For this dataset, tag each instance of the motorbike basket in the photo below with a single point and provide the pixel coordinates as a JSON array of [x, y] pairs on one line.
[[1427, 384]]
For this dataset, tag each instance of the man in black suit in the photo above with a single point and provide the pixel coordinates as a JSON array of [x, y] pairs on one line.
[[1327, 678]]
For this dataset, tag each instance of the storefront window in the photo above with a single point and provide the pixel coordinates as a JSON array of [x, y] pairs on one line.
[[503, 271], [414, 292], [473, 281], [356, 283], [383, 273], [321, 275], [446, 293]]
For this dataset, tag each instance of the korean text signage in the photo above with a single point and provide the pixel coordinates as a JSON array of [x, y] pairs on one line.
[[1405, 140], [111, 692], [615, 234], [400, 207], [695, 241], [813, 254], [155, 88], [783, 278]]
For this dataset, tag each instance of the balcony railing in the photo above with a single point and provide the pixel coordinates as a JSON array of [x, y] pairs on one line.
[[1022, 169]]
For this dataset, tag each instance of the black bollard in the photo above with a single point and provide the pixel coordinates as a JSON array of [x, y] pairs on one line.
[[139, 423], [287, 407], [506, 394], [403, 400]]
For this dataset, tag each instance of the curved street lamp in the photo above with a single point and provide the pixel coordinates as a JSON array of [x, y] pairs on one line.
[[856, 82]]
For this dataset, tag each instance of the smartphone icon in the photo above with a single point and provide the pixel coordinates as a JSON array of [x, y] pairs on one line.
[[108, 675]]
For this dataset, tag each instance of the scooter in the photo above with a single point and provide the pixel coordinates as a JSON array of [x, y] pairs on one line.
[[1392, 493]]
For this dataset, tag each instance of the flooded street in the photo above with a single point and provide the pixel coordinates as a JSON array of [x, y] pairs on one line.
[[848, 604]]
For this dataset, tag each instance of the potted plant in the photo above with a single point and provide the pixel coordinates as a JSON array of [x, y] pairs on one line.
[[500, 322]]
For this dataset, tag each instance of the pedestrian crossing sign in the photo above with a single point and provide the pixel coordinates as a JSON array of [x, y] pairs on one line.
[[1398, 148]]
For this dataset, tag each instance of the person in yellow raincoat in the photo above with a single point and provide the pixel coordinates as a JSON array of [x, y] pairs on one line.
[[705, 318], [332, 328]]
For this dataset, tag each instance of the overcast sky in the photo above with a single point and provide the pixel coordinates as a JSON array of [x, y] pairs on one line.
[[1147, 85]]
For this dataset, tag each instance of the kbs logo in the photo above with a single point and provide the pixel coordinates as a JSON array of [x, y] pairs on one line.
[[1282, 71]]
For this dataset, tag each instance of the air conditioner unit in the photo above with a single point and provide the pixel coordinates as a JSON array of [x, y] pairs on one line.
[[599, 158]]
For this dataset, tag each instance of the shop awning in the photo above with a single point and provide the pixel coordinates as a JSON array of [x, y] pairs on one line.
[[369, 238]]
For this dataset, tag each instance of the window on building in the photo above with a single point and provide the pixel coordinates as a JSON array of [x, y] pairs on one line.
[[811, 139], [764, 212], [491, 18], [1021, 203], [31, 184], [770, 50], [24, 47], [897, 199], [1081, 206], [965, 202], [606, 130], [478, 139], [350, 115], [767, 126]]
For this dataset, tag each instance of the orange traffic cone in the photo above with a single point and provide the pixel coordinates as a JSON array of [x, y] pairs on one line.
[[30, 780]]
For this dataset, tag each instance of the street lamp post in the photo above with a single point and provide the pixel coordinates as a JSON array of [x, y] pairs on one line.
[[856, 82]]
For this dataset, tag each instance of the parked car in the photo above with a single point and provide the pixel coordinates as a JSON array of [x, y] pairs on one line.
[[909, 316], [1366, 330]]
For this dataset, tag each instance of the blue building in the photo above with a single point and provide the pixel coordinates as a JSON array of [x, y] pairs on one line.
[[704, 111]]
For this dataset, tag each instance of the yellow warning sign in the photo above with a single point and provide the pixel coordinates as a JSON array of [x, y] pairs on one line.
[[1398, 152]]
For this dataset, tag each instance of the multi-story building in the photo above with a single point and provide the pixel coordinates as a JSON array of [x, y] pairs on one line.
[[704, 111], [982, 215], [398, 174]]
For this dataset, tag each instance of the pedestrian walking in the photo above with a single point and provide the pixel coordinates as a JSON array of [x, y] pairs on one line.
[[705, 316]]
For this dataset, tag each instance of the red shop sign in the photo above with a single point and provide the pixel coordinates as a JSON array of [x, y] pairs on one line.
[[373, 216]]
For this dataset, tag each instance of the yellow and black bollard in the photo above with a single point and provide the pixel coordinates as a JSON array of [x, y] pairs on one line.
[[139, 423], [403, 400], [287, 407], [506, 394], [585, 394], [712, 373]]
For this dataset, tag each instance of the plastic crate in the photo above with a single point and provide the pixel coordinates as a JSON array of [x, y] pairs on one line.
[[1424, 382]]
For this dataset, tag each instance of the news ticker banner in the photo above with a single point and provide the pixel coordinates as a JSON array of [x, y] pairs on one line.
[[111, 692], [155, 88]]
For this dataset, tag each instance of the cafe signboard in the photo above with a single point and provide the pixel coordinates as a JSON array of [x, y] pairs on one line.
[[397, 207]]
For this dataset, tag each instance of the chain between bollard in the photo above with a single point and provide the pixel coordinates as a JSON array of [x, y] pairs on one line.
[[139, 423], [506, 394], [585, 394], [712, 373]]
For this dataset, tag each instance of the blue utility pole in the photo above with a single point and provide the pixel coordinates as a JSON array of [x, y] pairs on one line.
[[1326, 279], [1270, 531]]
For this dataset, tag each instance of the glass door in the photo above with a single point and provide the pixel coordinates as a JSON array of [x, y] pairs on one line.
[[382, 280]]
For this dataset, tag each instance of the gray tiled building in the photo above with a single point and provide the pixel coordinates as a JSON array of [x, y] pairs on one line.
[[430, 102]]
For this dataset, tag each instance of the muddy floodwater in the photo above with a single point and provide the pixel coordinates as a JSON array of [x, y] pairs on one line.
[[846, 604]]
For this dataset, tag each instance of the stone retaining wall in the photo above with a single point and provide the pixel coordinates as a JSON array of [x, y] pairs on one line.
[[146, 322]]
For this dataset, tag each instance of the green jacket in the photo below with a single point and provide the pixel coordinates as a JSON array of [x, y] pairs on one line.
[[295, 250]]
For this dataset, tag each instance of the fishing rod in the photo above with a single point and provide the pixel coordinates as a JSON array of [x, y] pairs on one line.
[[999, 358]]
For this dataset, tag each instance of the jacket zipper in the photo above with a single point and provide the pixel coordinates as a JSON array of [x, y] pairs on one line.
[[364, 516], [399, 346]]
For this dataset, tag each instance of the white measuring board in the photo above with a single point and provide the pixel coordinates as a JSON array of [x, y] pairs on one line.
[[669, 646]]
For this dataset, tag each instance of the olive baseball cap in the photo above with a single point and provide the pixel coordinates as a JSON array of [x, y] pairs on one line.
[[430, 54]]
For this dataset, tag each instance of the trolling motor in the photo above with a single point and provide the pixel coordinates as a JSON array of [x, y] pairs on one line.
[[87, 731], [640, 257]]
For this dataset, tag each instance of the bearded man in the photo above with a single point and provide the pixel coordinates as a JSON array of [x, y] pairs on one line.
• • • •
WHAT NEEDS TO BE DONE: Recast everything in the entries above, from the line containing "For this dataset, tag each instance of the korean" down to the line containing "[[1022, 169]]" (both lines included), as a JSON list of strings. Use one string per line and leave out blank lines.

CORRECT OUTPUT:
[
  "For this dataset, tag each instance of the korean text signage in the photo above with a single point and provide the pixel coordinates as a JSON array of [x, y] pairs on one line.",
  "[[1405, 140], [111, 692], [615, 234], [400, 207], [695, 241], [813, 254], [155, 88], [783, 278]]",
  "For this dataset, tag each instance of the balcony railing in the photo above with a single point and provide the pixel coordinates as a JSON array of [x, y] pairs on one line.",
  "[[1022, 169]]"
]